• [Entries supplied]:
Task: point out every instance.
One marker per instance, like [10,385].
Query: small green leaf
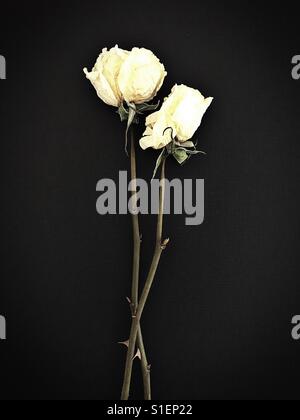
[123,113]
[188,144]
[180,155]
[146,107]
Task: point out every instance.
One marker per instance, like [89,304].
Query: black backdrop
[218,324]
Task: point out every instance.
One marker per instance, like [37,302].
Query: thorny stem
[159,248]
[136,272]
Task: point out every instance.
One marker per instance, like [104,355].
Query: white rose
[141,76]
[104,76]
[182,111]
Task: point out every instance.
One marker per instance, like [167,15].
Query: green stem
[136,272]
[159,248]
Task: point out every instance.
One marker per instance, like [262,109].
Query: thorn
[165,243]
[124,343]
[138,355]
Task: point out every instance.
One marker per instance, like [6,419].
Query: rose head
[120,75]
[182,113]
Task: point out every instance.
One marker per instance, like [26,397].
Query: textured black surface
[218,324]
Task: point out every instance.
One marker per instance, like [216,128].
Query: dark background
[218,324]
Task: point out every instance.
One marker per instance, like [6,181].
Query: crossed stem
[135,326]
[136,273]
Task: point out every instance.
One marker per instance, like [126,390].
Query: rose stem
[135,274]
[159,248]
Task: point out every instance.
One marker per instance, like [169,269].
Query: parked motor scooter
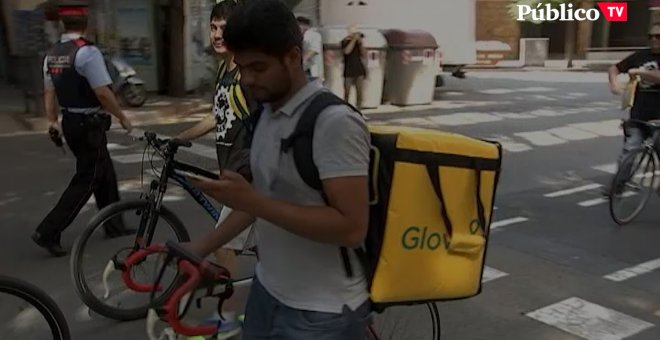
[125,83]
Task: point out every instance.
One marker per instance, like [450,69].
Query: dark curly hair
[266,26]
[223,9]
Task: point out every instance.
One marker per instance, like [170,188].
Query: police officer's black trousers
[95,175]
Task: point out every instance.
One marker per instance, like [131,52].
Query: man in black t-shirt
[354,69]
[645,64]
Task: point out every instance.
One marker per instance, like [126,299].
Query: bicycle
[200,275]
[149,207]
[37,300]
[624,184]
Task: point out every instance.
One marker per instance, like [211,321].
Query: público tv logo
[612,11]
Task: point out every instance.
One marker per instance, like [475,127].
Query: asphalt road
[557,266]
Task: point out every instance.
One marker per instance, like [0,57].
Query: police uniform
[73,68]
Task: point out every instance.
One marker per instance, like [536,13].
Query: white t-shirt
[312,40]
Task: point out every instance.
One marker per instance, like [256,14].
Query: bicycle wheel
[39,300]
[420,321]
[88,291]
[632,186]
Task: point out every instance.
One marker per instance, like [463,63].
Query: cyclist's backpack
[431,203]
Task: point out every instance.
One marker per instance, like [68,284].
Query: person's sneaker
[229,329]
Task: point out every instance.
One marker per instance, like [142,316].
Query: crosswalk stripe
[602,200]
[628,273]
[133,158]
[571,133]
[593,202]
[491,274]
[608,168]
[503,223]
[595,322]
[573,190]
[541,138]
[608,128]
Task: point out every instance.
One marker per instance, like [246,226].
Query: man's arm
[203,127]
[343,167]
[49,98]
[232,226]
[344,222]
[648,75]
[49,102]
[621,67]
[315,45]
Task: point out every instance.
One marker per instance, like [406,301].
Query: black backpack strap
[301,142]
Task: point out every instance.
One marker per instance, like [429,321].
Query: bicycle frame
[157,193]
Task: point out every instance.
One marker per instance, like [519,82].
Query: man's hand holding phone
[231,189]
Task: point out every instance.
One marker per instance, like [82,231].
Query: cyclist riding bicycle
[646,107]
[231,108]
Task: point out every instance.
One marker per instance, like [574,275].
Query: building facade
[593,40]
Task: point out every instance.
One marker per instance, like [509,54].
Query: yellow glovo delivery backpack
[432,196]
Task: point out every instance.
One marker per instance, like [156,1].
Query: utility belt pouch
[100,120]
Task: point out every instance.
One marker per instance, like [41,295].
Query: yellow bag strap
[434,173]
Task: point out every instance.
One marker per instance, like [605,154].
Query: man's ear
[295,55]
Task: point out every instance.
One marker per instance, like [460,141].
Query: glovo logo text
[423,238]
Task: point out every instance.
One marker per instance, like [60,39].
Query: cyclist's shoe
[605,191]
[53,247]
[229,328]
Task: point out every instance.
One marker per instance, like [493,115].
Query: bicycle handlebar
[174,143]
[195,269]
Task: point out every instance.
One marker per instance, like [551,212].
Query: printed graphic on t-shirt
[224,114]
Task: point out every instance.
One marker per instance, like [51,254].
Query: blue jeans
[267,318]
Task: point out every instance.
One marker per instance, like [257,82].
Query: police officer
[75,74]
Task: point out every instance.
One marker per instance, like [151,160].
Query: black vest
[72,89]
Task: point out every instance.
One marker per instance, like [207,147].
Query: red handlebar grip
[171,307]
[133,259]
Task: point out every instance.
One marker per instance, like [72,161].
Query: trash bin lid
[333,35]
[397,38]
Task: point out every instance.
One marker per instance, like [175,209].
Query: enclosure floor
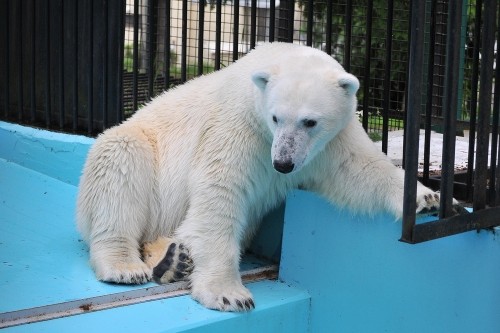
[43,260]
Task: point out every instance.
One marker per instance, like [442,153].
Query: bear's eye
[310,123]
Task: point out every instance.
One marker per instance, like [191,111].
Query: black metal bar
[450,106]
[61,67]
[496,109]
[115,36]
[47,79]
[20,76]
[310,22]
[97,84]
[483,219]
[74,84]
[201,29]
[484,106]
[348,36]
[367,65]
[218,33]
[272,19]
[415,65]
[236,29]
[328,28]
[135,61]
[184,41]
[494,193]
[253,23]
[104,71]
[151,31]
[166,43]
[5,50]
[473,102]
[32,31]
[90,68]
[429,93]
[120,114]
[387,76]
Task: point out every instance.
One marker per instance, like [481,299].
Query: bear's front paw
[224,298]
[428,203]
[170,260]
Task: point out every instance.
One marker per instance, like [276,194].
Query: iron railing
[83,66]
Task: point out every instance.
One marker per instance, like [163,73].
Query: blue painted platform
[338,272]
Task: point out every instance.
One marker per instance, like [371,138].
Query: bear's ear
[349,83]
[261,78]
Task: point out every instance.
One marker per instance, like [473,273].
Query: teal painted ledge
[362,279]
[339,272]
[58,155]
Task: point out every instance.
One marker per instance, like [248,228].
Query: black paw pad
[175,266]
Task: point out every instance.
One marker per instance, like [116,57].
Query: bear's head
[305,103]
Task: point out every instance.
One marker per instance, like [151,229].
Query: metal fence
[83,66]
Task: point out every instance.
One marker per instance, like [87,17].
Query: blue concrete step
[47,285]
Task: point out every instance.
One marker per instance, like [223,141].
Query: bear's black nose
[283,167]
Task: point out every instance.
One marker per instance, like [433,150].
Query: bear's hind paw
[170,260]
[235,300]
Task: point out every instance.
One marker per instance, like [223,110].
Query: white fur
[197,164]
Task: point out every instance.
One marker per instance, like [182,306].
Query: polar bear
[192,173]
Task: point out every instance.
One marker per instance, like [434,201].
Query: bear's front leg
[215,250]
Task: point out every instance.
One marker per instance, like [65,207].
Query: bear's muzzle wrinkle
[283,166]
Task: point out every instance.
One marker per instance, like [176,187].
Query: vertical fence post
[166,47]
[387,76]
[415,65]
[495,163]
[450,106]
[272,19]
[484,112]
[348,35]
[218,33]
[253,23]
[473,102]
[236,29]
[429,93]
[310,22]
[201,30]
[367,65]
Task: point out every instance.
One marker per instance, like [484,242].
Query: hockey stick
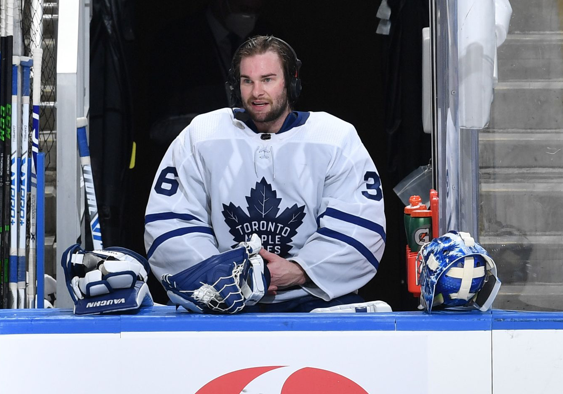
[26,64]
[40,299]
[31,266]
[14,188]
[7,27]
[91,201]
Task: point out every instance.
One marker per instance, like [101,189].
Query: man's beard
[278,108]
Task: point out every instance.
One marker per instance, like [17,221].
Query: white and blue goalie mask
[457,273]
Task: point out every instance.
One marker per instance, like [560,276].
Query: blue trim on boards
[168,319]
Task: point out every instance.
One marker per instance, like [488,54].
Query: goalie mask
[109,280]
[223,283]
[457,273]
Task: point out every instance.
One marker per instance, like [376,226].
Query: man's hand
[283,273]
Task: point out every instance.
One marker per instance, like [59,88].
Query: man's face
[263,93]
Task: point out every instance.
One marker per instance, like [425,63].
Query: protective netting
[39,28]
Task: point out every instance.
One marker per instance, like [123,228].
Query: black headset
[291,74]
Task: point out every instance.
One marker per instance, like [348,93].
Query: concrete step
[521,148]
[528,200]
[48,145]
[536,16]
[51,256]
[527,105]
[525,258]
[530,297]
[529,57]
[50,210]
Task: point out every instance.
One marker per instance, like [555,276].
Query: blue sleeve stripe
[352,242]
[169,215]
[335,213]
[177,233]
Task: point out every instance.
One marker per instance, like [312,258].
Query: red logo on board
[303,381]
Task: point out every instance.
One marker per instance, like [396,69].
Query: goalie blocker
[223,283]
[105,281]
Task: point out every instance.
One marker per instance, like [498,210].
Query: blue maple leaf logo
[276,231]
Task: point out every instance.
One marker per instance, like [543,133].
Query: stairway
[48,133]
[521,161]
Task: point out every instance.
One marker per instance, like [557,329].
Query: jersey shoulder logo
[276,231]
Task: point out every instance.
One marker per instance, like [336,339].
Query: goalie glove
[223,283]
[109,280]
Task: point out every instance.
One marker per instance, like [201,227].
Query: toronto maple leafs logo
[276,231]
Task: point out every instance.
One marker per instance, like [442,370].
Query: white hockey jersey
[311,192]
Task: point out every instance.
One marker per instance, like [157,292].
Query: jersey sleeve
[178,232]
[344,253]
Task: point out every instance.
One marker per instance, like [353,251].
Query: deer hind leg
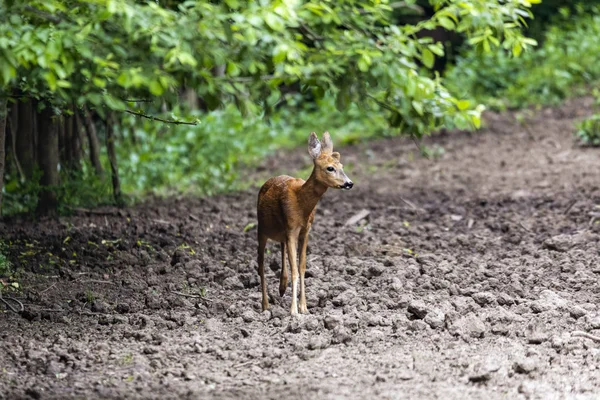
[262,243]
[284,276]
[292,244]
[303,243]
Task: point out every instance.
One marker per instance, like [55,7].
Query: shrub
[565,64]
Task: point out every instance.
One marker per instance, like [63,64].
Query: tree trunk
[63,155]
[3,119]
[93,142]
[12,126]
[48,157]
[24,138]
[112,157]
[77,142]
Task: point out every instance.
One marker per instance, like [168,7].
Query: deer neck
[310,193]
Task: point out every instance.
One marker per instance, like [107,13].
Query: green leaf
[463,104]
[428,58]
[447,23]
[156,88]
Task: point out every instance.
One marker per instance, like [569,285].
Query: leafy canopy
[103,52]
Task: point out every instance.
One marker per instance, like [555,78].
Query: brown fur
[286,210]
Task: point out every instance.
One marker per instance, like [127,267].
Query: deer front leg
[283,278]
[292,244]
[262,243]
[303,245]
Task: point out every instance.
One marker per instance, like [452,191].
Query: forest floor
[466,280]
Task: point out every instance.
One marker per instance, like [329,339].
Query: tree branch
[153,118]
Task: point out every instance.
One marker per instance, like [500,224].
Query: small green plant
[89,296]
[5,264]
[588,131]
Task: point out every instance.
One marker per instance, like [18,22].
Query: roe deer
[286,211]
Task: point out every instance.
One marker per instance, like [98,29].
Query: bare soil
[465,281]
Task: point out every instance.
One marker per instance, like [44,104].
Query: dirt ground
[465,281]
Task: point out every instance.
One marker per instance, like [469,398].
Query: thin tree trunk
[12,125]
[77,142]
[3,119]
[62,148]
[24,138]
[93,142]
[48,158]
[114,169]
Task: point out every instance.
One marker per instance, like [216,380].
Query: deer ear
[314,146]
[327,143]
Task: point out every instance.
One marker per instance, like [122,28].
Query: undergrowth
[564,65]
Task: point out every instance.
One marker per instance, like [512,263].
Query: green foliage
[77,189]
[566,62]
[588,131]
[207,158]
[99,53]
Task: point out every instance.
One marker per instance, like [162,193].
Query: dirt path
[465,281]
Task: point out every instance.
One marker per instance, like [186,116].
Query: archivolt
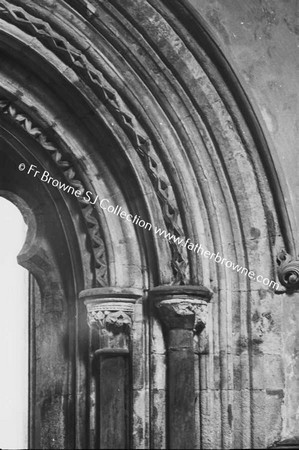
[138,109]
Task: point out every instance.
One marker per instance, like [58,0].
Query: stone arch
[180,146]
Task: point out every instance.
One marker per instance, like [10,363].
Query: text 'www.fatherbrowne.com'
[90,198]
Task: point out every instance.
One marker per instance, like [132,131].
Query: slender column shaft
[182,310]
[109,312]
[180,357]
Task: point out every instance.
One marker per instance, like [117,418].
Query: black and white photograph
[149,233]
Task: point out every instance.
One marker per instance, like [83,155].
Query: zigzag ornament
[92,225]
[93,77]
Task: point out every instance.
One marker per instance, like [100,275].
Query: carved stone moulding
[288,271]
[110,308]
[182,307]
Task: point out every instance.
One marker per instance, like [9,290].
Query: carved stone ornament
[114,317]
[288,271]
[183,314]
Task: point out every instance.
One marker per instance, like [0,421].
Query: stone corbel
[288,271]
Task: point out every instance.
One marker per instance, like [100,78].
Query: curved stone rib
[116,106]
[93,229]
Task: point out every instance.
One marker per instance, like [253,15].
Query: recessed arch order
[127,103]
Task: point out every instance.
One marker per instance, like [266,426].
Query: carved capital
[114,317]
[110,308]
[288,271]
[183,314]
[182,307]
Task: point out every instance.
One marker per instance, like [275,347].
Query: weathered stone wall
[260,40]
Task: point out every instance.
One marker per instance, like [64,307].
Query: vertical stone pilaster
[182,311]
[110,316]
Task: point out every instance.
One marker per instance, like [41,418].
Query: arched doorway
[135,113]
[14,331]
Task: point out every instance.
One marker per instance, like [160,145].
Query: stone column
[109,314]
[182,311]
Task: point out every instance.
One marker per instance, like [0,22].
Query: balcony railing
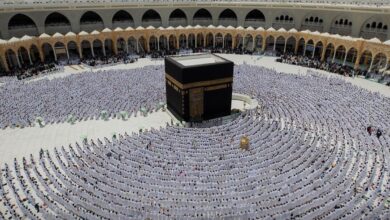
[74,3]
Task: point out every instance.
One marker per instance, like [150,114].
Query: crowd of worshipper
[103,60]
[80,96]
[310,153]
[31,70]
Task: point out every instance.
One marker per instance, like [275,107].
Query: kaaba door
[196,104]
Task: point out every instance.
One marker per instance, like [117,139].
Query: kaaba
[198,86]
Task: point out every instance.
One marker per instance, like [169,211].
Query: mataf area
[311,154]
[184,109]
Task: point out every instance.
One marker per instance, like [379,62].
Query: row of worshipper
[309,157]
[83,96]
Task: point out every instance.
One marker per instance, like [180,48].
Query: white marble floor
[17,143]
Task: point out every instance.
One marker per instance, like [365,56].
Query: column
[274,45]
[345,59]
[357,61]
[323,54]
[17,60]
[264,44]
[314,51]
[29,57]
[55,54]
[372,62]
[92,51]
[67,52]
[296,46]
[334,56]
[137,46]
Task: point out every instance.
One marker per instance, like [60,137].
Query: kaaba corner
[199,86]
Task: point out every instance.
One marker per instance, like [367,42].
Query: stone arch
[191,40]
[269,43]
[182,41]
[301,46]
[151,18]
[219,41]
[86,49]
[329,52]
[122,19]
[34,54]
[341,24]
[132,45]
[121,45]
[177,18]
[254,18]
[227,17]
[340,54]
[24,57]
[11,59]
[20,25]
[258,43]
[109,47]
[248,44]
[380,63]
[318,48]
[290,44]
[313,22]
[280,44]
[209,40]
[202,17]
[73,51]
[57,22]
[48,52]
[153,43]
[98,48]
[90,21]
[172,42]
[163,41]
[228,41]
[200,40]
[60,52]
[374,27]
[365,60]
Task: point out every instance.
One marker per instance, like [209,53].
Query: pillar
[345,59]
[334,56]
[55,54]
[67,52]
[264,44]
[29,57]
[323,54]
[17,60]
[372,62]
[296,46]
[357,62]
[314,51]
[274,45]
[92,50]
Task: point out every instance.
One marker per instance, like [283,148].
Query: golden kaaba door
[196,103]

• [What the exercise asks]: Collect every line from the data above that contains the word "sleeve", and treat uppercase and lowercase as different.

• [Written answer]:
Query: blue sleeve stripe
Query: jersey sleeve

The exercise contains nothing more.